* DOCUMENT:
★ ★ ★ ★
La conséquence de cette transformation des valeurs des Européens oblige à ne plus parler de "fièvre" d'extrême droite mais bel et bien d'"enracinement" dans certains systèmes politiques de l'UE tel qu'il a mené à la participation au pouvoir de partis d'extrême droite ou populistes. Cette participation a pris différentes formes: qu'elle se matérialise par un soutien parlementaire comme c’était le cas au Danemark jusqu’en octobre 2011 ou par une participation au gouvernement dans des "coalitions très hétéroclites". Dans ce dernier cas, Philippe Poirier évoque les coalitions extrême droite - droite - centre droit en Italie, extrême droite - parti socialiste en Slovaquie et des coalitions bien plus larges en Suisse ainsi qu'en Europe centrale et en Europe orientale.
Si, comme l'a démontré Philippe Poirier, ces partis présentent les caractéristiques qui les distinguent du reste de la scène politique, ils ne partagent par contre pas forcément les mêmes programmes ni les mêmes traditions. Ainsi, "ces partis n'ont pas les mêmes rapports à l'économie, à l'Etat". Certains présentent "un agenda libéral national" qui se caractérise par un fort attachement à la promotion de la nation et un programme inspiré du libéralisme économique (c'est le cas notamment de l'UDC en Suisse) tandis que d'autres arborent sur ces thèmes un "agenda social national", comme c'est le cas du "nouveau" FN, depuis qu'il fut pris en main en 2011 par Marine Le Pen ou le fut du Vlaams Block avant sa transformation en Vlaams Belang en Belgique ou avec Pino Rauti en Italie.
Ces partis montrent également des divergences sur la question du rapport entre religion et politique. "Il y a des partis qui ont un agenda visant à promouvoir un ensemble de valeurs religieuses particulières alors que d'autres ont un agenda laïciste avec parfois des va-et-vient dans un même parti selon les circonstances politiques ou les générations de leaders." Après avoir proposé un agenda laïciste aux débuts des années 90, la Ligue du Nord italienne a adopté dans les années 2000 un "agenda réellement chrétien".
On observe également des différences fondamentales sur les questions de société, que ce soit sur le corps et sa maîtrise, sur les droits dans les domaines par exemple du patrimoine et de l'adoption. "Il y a des partis qui ont un agenda de conservatisme social et d'autres un agenda hédoniste sur ces questions-là."
Par contre, tous ces partis ont pour point commun leur "fonds de commerce de départ, signe distinctif de leur programme, de leur identité" à savoir "le rejet de l'immigration" qu'elle soit externe ou interne. Toutefois, ils présentent "un continuum et un degré de rejet très différents". La dénonciation peut ne pas viser seulement l'immigration illégale mais aussi être exprimé sur un mode "essentialiste" en prônant l'impossibilité de l'intégration de qui présenterait "des origines ethniques, sociales religieuses, philosophiques très diverses à la société d'accueil".
★ ★ ★ ★
* LIGNES:
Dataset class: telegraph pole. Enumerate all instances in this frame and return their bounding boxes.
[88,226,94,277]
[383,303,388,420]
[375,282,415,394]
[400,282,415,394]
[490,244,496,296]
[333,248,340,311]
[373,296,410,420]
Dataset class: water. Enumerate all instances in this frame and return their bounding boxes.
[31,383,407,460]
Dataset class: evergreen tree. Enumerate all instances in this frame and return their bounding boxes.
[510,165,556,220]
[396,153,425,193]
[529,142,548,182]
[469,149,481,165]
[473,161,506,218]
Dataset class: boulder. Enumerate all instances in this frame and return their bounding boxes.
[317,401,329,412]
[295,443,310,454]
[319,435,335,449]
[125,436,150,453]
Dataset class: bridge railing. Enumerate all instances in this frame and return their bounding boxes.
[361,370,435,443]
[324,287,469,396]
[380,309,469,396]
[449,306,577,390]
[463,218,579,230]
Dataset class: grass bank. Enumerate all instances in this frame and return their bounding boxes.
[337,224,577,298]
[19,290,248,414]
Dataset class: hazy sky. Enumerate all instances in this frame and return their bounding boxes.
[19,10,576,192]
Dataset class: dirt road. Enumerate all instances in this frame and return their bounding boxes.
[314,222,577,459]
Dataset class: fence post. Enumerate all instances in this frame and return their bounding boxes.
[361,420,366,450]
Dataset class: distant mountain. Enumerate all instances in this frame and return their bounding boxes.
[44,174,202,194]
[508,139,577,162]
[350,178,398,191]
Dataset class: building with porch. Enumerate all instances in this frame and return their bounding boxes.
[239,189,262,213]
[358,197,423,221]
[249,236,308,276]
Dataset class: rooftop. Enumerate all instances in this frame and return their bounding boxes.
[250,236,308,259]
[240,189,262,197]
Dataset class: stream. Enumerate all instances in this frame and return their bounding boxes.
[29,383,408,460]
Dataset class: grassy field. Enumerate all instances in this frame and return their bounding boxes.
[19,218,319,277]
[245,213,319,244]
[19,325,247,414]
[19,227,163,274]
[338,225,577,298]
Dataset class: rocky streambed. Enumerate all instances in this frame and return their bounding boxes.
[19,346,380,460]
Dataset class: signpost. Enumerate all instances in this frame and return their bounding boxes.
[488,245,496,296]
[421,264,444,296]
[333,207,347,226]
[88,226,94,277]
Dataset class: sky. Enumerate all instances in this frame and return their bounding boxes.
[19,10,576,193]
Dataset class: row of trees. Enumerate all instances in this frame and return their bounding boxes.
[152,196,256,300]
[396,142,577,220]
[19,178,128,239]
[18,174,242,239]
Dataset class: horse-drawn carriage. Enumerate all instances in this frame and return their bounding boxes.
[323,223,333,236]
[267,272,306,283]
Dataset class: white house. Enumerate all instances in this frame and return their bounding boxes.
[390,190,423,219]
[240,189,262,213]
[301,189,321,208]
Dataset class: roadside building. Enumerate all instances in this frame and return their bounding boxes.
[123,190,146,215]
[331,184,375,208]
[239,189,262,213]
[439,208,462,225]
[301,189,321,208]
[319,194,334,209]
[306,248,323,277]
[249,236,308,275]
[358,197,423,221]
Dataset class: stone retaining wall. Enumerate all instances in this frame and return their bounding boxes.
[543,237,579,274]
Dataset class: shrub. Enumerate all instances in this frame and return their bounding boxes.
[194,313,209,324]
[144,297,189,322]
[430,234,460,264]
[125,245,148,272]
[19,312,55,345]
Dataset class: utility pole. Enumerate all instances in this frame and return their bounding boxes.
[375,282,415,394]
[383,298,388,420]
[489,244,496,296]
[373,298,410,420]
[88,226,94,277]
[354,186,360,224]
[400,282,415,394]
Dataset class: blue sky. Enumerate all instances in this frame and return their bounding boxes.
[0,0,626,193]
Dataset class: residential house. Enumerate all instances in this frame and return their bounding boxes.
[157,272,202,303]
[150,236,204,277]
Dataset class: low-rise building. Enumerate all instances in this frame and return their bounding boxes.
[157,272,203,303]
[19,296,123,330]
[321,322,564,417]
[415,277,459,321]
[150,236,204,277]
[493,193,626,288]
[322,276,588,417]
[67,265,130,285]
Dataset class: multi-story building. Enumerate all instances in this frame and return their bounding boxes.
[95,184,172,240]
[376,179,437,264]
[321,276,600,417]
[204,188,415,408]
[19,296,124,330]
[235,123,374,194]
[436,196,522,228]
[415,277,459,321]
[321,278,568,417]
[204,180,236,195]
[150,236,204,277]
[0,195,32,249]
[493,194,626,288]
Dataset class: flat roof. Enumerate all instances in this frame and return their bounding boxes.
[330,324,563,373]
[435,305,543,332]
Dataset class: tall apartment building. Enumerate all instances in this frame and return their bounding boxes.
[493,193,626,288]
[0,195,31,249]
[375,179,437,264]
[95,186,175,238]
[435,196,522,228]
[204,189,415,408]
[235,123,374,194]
★ ★ ★ ★
* EXERCICES:
**1.** Extrayez du document le passage qui commence aux mots « La conséquence de » et s'arrête après les mots « en Europe orientale. ».
**2.** D'après le document, quel parti suisse illustre un « agenda libéral national » ?
**3.** Indiquez si chacune des affirmations suivantes concorde avec le document, en citant les mots qui le montrent.
(a) La Ligue du Nord italienne a proposé un agenda laïciste au début des années 90.
(b) Ces partis partagent tous les mêmes programmes et les mêmes traditions.
(c) En Slovaquie, une coalition a réuni l'extrême droite et le parti socialiste.

* RÉPONSES COMPLÈTES:
**1.**
La conséquence de cette transformation des valeurs des Européens oblige à ne plus parler de "fièvre" d'extrême droite mais bel et bien d'"enracinement" dans certains systèmes politiques de l'UE tel qu'il a mené à la participation au pouvoir de partis d'extrême droite ou populistes. Cette participation a pris différentes formes: qu'elle se matérialise par un soutien parlementaire comme c’était le cas au Danemark jusqu’en octobre 2011 ou par une participation au gouvernement dans des "coalitions très hétéroclites". Dans ce dernier cas, Philippe Poirier évoque les coalitions extrême droite - droite - centre droit en Italie, extrême droite - parti socialiste en Slovaquie et des coalitions bien plus larges en Suisse ainsi qu'en Europe centrale et en Europe orientale.

**2.** L'UDC.

**3.**
(a) Oui : « Après avoir proposé un agenda laïciste aux débuts des années 90, la Ligue du Nord italienne ».
(b) Non : « ils ne partagent par contre pas forcément les mêmes programmes ni les mêmes traditions ».
(c) Oui : « extrême droite - parti socialiste en Slovaquie ».